▶ **Exercice court**: D'après le récit de dégustation, pourquoi ces vins sont-ils jugés jeunes ? Répondez en une à trois phrases.

▶ **Passage cité**:
◆ ◆ ◆
Nous passons aux cinq suivants, servis depuis quelques minutes. Le n° 5 a un nez très végétal. Son final est joli. Il est moins plaisant que le 4 mais je le trouve riche, intéressant, car atypique. Le n° 6 a un nez très minéral et citronné. Il est un peu atypique car unidirectionnel, un peu simplifié mais élégant. Le n° 7 a un nez très élégant. Il est très beau. Lui aussi est très archétypal de Domaine de Chevalier. Le n° 8 a un nez plus discret. Il a une très belle attaque en bouche. J’aime. Son final est un peu court, mais j’aime. Le n° 9 a un goût de bouchon.

Voter est un exercice difficile car tous ces vins à part de 9 sont de très grands vins. Les couleurs de tous sont d’un beau jaune hésitant entre le citron et le miel clair, sans qu’une trace d’or ou d’acajou n’apparaisse nulle part. Ces vins sont donc jeunes. J’hésite au sein d’un groupe de quatre, les 4, 5 7 et 8. Mon vote est 4, 5 et 7. Bernard Burtschy dépouille tous les votes, coefficiente chaque vote et annonce le vote global : 4, 7 et 3. J’ai donc le même premier et deux vins sur trois communs avec le vote global. Le quatrième étant le 5 dans le vote global, j’ai donc reconnu dans mon vote trois vins des quatre premiers. Ça me ravit évidemment. Et j’essaie de voir si le 3 qui est dans le tiercé général est meilleur que le 5 de mon vote. Et j’avoue que je n’arrive pas à trouver le 3 meilleur que le 5.

Olivier nous annonce que les dix vins sont tous les vins d’une même décennie et que le numéro du vin correspond au dernier chiffre de l’année. Il demande si quelqu’un devine la décennie. Mon voisin de table parle des 90, Michel Bettane dit que ce pourrait être les 70. Je dis que je ressens les 80 et ce sont les 80. Le quarté final est donc : 1984, 1987, 1983, 1985. Mon vote est 1984, 1985, 1987. On voit que la hiérarchie ainsi faite est opposée au classement habituel des millésimes des vins rouges. A noter que les deux personnes qui font le vin sous l’autorité d’Olivier Bernard préfèrent le 1988 que j’avais mis dans mon quarté mais non retenu. La leçon principale de cet exercice est que tous les millésimes de cette décennie sont réussis et sont de grands vins. On le savait sans doute. Mais c’est intéressant de constater que chaque millésime d’une décennie présente de l’intérêt. Olivier Bernard a pris son risque et ce pari est réussi.
◆ ◆ ◆
Extrait du jeu de données:
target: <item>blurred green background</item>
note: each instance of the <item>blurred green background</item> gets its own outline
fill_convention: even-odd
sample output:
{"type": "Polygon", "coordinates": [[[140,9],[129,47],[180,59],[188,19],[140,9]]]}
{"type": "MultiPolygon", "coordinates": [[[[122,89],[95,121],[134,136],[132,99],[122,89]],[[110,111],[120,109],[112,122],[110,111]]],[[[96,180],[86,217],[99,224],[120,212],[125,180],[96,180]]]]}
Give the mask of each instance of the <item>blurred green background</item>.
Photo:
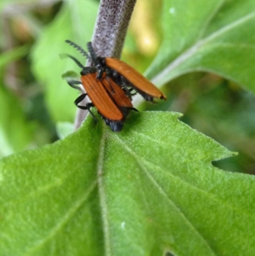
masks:
{"type": "MultiPolygon", "coordinates": [[[[64,41],[69,39],[85,48],[99,4],[96,0],[74,2],[20,0],[0,4],[1,157],[52,143],[65,129],[72,129],[76,111],[73,102],[78,93],[61,75],[69,70],[78,73],[79,69],[59,54],[69,53],[85,63],[64,41]],[[86,27],[81,26],[84,24],[86,27]]],[[[139,0],[130,22],[122,59],[142,73],[163,40],[161,8],[159,0],[139,0]]],[[[255,173],[252,94],[233,82],[202,72],[178,77],[163,89],[166,102],[135,107],[183,113],[182,121],[239,153],[215,165],[255,173]]]]}

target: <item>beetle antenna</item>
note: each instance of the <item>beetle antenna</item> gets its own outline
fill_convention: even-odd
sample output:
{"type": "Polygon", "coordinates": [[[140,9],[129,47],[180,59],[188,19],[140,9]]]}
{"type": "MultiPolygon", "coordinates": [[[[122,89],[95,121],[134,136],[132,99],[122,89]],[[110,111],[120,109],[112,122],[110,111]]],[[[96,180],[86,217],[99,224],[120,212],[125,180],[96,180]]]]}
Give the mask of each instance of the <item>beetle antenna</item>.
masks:
{"type": "Polygon", "coordinates": [[[82,69],[84,68],[84,66],[76,57],[72,56],[71,55],[66,54],[60,54],[60,56],[61,56],[61,57],[69,57],[69,58],[71,58],[71,59],[73,59],[73,61],[75,61],[75,63],[76,64],[77,64],[77,65],[78,65],[80,68],[82,68],[82,69]]]}
{"type": "Polygon", "coordinates": [[[64,41],[66,43],[68,43],[70,45],[73,46],[73,47],[76,48],[84,56],[86,57],[87,59],[91,59],[89,55],[87,53],[87,52],[85,52],[82,47],[77,45],[76,43],[73,43],[70,40],[65,40],[64,41]]]}
{"type": "Polygon", "coordinates": [[[91,54],[91,58],[94,61],[96,61],[96,59],[98,57],[97,55],[96,54],[95,50],[94,50],[93,47],[92,46],[92,43],[89,41],[87,43],[87,47],[88,49],[89,52],[91,54]]]}

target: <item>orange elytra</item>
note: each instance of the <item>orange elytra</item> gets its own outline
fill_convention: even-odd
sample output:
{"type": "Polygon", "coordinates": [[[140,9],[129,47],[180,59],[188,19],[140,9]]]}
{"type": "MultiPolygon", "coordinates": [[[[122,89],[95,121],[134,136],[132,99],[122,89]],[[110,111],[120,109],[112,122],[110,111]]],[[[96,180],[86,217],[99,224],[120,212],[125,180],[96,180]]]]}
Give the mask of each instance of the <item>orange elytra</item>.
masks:
{"type": "Polygon", "coordinates": [[[96,107],[98,112],[113,132],[119,132],[123,126],[123,122],[127,117],[129,110],[134,110],[130,98],[125,92],[110,78],[103,74],[101,80],[97,79],[96,70],[91,67],[84,67],[75,57],[66,54],[82,68],[81,81],[68,80],[68,84],[80,89],[76,86],[81,84],[87,93],[82,94],[75,101],[75,105],[82,109],[87,109],[96,121],[96,118],[90,110],[91,107],[96,107]],[[85,106],[79,103],[88,96],[91,103],[85,106]]]}
{"type": "Polygon", "coordinates": [[[103,74],[106,73],[106,76],[124,89],[129,97],[129,88],[131,88],[149,102],[153,102],[154,98],[166,100],[166,96],[156,86],[127,63],[117,58],[98,56],[91,42],[87,44],[90,55],[75,43],[69,40],[66,40],[66,42],[77,49],[91,61],[92,66],[97,70],[98,79],[101,79],[103,74]]]}

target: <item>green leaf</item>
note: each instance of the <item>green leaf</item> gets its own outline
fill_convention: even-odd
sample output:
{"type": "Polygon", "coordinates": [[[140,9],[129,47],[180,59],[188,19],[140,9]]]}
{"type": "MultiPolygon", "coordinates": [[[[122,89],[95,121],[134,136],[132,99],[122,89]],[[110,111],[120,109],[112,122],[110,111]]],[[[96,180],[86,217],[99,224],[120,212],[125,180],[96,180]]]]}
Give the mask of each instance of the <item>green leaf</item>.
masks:
{"type": "Polygon", "coordinates": [[[254,255],[255,178],[173,112],[131,113],[0,162],[6,255],[254,255]]]}
{"type": "Polygon", "coordinates": [[[76,111],[73,102],[78,94],[61,76],[69,70],[80,72],[73,61],[61,59],[60,55],[68,53],[78,56],[83,59],[82,63],[85,61],[64,40],[69,39],[85,49],[91,39],[98,5],[92,0],[64,2],[54,22],[43,31],[32,53],[33,72],[45,86],[47,105],[55,121],[73,121],[76,111]]]}
{"type": "Polygon", "coordinates": [[[214,73],[255,91],[255,1],[164,1],[164,40],[147,75],[161,86],[184,73],[214,73]]]}
{"type": "Polygon", "coordinates": [[[0,157],[27,149],[36,126],[27,123],[18,98],[3,85],[0,109],[0,157]]]}

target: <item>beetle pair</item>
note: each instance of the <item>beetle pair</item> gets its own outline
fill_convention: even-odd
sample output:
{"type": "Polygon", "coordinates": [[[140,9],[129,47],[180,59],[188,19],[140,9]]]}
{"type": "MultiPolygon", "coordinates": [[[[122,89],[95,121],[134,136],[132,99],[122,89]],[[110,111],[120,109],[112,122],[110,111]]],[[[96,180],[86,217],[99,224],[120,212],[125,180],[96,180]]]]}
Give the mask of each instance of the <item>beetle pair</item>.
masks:
{"type": "Polygon", "coordinates": [[[116,58],[98,56],[91,42],[87,43],[90,55],[75,43],[66,42],[78,50],[92,64],[91,67],[85,67],[75,57],[66,54],[82,68],[81,82],[69,80],[68,84],[78,89],[76,84],[81,84],[87,93],[77,98],[75,105],[87,109],[96,121],[90,110],[91,107],[96,107],[112,131],[120,132],[129,110],[136,110],[131,102],[133,89],[149,102],[153,102],[153,98],[166,99],[153,84],[127,64],[116,58]],[[85,106],[78,105],[87,95],[92,102],[85,106]]]}

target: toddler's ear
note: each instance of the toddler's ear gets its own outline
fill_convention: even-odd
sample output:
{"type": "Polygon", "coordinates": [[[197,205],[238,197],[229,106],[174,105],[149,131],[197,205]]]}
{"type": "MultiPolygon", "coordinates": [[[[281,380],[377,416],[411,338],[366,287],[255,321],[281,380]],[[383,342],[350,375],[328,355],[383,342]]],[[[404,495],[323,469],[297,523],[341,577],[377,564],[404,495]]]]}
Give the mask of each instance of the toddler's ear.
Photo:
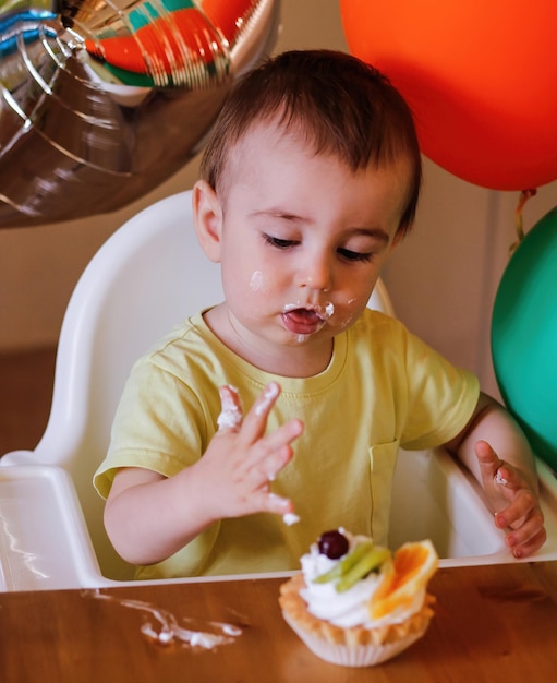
◆ ◆ ◆
▶ **Bonne réponse**: Leur couleur est, pour tous, d'un beau jaune hésitant entre le citron et le miel clair. Aucune trace d'or ou d'acajou n'apparaît nulle part.